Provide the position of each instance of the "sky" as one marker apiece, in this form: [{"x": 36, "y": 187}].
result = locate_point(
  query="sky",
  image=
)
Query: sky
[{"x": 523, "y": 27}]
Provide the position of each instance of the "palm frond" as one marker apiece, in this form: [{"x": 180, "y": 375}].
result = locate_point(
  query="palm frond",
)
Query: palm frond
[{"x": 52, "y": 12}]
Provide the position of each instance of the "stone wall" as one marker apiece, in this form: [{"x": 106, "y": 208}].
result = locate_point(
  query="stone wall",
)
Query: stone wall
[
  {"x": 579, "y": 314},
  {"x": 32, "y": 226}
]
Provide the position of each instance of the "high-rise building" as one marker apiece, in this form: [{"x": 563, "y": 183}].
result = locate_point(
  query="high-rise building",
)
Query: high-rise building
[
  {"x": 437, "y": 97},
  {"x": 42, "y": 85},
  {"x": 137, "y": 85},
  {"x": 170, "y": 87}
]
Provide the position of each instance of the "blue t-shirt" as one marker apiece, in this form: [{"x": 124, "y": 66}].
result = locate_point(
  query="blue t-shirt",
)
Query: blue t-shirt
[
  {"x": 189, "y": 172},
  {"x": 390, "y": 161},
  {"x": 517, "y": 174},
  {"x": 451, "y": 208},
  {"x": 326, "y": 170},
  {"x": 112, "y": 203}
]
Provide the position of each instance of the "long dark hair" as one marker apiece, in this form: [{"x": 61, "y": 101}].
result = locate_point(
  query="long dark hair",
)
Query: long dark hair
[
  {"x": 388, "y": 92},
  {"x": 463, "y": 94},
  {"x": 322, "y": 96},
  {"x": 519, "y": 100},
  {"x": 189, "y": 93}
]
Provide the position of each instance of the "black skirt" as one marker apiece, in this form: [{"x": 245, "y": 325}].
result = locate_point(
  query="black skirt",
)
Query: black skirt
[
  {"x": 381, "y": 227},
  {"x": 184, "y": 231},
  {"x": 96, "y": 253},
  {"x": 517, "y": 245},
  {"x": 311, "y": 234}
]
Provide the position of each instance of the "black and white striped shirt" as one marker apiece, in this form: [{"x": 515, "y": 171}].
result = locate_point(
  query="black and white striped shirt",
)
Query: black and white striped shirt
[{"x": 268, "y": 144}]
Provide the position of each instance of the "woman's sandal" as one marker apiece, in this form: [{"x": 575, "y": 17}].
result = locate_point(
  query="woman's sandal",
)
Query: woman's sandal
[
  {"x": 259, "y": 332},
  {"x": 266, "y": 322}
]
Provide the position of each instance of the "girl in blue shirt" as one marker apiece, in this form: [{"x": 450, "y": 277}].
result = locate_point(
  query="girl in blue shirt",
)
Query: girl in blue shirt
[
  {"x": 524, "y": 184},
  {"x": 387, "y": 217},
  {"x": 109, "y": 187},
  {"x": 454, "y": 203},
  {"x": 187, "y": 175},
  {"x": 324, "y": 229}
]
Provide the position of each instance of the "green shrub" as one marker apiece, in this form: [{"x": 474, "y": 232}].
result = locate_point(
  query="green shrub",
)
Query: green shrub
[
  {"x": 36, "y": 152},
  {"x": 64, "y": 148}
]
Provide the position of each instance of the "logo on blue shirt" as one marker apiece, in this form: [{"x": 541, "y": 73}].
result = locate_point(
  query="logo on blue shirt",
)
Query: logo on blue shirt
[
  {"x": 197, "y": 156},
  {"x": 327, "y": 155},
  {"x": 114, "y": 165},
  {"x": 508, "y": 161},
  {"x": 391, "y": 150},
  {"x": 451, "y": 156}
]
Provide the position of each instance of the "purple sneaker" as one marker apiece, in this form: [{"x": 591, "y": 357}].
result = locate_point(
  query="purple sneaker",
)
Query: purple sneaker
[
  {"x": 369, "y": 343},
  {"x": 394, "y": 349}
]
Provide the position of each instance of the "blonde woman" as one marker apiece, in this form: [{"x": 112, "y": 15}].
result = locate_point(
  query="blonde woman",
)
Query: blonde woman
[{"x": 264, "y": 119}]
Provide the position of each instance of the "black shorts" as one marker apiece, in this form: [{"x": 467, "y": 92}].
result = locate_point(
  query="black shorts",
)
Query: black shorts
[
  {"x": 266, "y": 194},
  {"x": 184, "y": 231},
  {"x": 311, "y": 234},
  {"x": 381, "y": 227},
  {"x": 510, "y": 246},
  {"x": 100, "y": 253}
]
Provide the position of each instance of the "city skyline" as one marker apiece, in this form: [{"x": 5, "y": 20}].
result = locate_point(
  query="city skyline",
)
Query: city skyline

▶ Problem
Reproduce each line of the material exactly as given.

▶ Exercise output
Provide the position of each instance of the "sky" as one marker apiece, in this form: [{"x": 36, "y": 187}].
result = locate_point(
  query="sky",
  image=
)
Query: sky
[{"x": 523, "y": 27}]
Provide the position of each instance of the "palm frond" as one marker apiece, in this form: [{"x": 180, "y": 375}].
result = locate_point(
  query="palm frond",
)
Query: palm frond
[{"x": 52, "y": 12}]
Provide the position of each instance of the "stone wall" as one marker apiece, in this form: [{"x": 106, "y": 208}].
result = locate_point(
  query="stone wall",
)
Query: stone wall
[
  {"x": 579, "y": 314},
  {"x": 32, "y": 226}
]
Provide the position of each instance of the "high-rise building" as one marker apiece, in this form: [{"x": 563, "y": 183}].
result = locate_point(
  query="high-rise building",
)
Query: high-rise building
[
  {"x": 437, "y": 97},
  {"x": 42, "y": 85},
  {"x": 137, "y": 85},
  {"x": 170, "y": 87}
]
Provide the position of each instance of the "blue t-shirt" as one marker apiece, in this form: [{"x": 124, "y": 66}].
result = locate_point(
  query="blue t-shirt",
)
Query: blue t-shirt
[
  {"x": 189, "y": 172},
  {"x": 390, "y": 161},
  {"x": 517, "y": 174},
  {"x": 451, "y": 208},
  {"x": 326, "y": 170},
  {"x": 112, "y": 203}
]
Provide the position of each instance of the "long dark hair" as one marker apiece, in this form: [{"x": 61, "y": 101}].
result = locate_point(
  query="long dark hair",
)
Query: long dark hair
[
  {"x": 388, "y": 92},
  {"x": 463, "y": 94},
  {"x": 322, "y": 96},
  {"x": 519, "y": 100},
  {"x": 189, "y": 93}
]
Provide the position of each instance of the "black skirt" as one marker apiece, in this form: [{"x": 245, "y": 325}].
result = locate_point(
  query="black skirt",
)
Query: black skirt
[
  {"x": 381, "y": 227},
  {"x": 184, "y": 231},
  {"x": 96, "y": 253},
  {"x": 517, "y": 245},
  {"x": 311, "y": 234}
]
Provide the position of each instance of the "black and white striped shirt" as one marker apiece, in this form: [{"x": 515, "y": 171}].
result = locate_point(
  query="black and white striped shirt",
)
Query: black and white striped shirt
[{"x": 268, "y": 144}]
Provide the position of each instance of the "woman's sandal" as one marker apiece, in this form: [{"x": 575, "y": 17}].
result = locate_point(
  query="woman's sandal",
)
Query: woman's sandal
[
  {"x": 259, "y": 332},
  {"x": 266, "y": 322}
]
Provide the position of each instance of the "girl in blue shirt" as one marker apiece, in this form: [{"x": 450, "y": 277}].
result = locate_point(
  query="girl in blue shirt",
)
Query: girl in blue shirt
[
  {"x": 524, "y": 184},
  {"x": 387, "y": 217},
  {"x": 109, "y": 187},
  {"x": 454, "y": 203},
  {"x": 187, "y": 175},
  {"x": 324, "y": 229}
]
Provide the position of each instance of the "green shrub" as one marker apiece, in this form: [{"x": 474, "y": 232}].
result = locate_point(
  query="green shrub",
)
Query: green shrub
[
  {"x": 36, "y": 152},
  {"x": 64, "y": 148}
]
Provide the position of each instance of the "logo on blue shirt" as one marker apiece, in this form: [{"x": 541, "y": 73}].
result = locate_point(
  query="logo on blue shirt",
)
Query: logo on blue shirt
[
  {"x": 197, "y": 156},
  {"x": 327, "y": 155},
  {"x": 114, "y": 165},
  {"x": 508, "y": 161},
  {"x": 391, "y": 150},
  {"x": 451, "y": 156}
]
Provide the position of each instance of the "purple sneaker" as one marker apiece, in this form: [{"x": 591, "y": 357}].
result = locate_point(
  query="purple sneaker",
)
Query: purple sneaker
[
  {"x": 369, "y": 343},
  {"x": 394, "y": 349}
]
Provide the position of each instance of the "blonde woman" as one marker apiece, in this form: [{"x": 112, "y": 15}].
result = locate_point(
  query="blonde woman",
)
Query: blonde woman
[{"x": 264, "y": 119}]
Provide the position of each instance of the "black shorts" as one marker apiece, in this form: [{"x": 467, "y": 92}].
result = locate_point(
  query="black shorts",
)
Query: black shorts
[
  {"x": 266, "y": 194},
  {"x": 184, "y": 231},
  {"x": 311, "y": 234},
  {"x": 381, "y": 227},
  {"x": 510, "y": 246},
  {"x": 100, "y": 253}
]
Provide the position of each instance of the "city skyline" as one marker apiece, in this form: [{"x": 5, "y": 20}].
result = locate_point(
  query="city skyline",
)
Query: city skyline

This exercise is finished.